**Data to process**
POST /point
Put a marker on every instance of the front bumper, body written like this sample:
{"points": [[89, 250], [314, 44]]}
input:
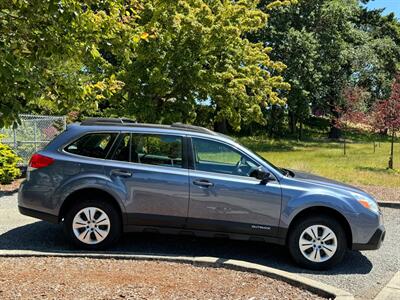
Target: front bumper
{"points": [[375, 241]]}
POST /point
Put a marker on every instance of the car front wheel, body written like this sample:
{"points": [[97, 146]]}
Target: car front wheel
{"points": [[317, 243]]}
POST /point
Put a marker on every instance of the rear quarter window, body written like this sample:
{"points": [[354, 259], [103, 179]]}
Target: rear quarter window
{"points": [[95, 145]]}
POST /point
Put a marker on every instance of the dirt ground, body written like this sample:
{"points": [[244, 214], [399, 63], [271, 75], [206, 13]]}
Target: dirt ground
{"points": [[12, 187], [80, 278]]}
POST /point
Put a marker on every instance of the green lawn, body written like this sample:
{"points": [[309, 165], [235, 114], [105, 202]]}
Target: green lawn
{"points": [[360, 165]]}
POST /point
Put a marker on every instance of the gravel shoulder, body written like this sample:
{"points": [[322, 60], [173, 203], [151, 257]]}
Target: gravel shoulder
{"points": [[363, 274], [115, 279]]}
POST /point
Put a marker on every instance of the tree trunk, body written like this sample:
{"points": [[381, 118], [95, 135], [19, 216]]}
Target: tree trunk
{"points": [[292, 122], [391, 152], [300, 131], [334, 132]]}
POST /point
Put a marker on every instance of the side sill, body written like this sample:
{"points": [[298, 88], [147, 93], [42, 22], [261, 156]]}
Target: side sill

**Exercise aim**
For each line of the material that contains the word "sample", make a copy.

**Result of the exercise**
Put a marker on every instance of the front bumper, body written like this sample:
Put a marker on every instance of the car front wheel, body written like this sample:
Put a marker on every instance of the rear quarter window, body written like this sample:
Put a marker on every instance of the dirt ground, body written like this sample:
Put a marker on every instance of the green lawn, body written like this sample:
Put a marker on every instance of the gravel shoulder, body written like this sample:
Put a marker on every instance of the tree trunk, body written like this sample:
Put a marker on every instance of the side sill, body written like this sample:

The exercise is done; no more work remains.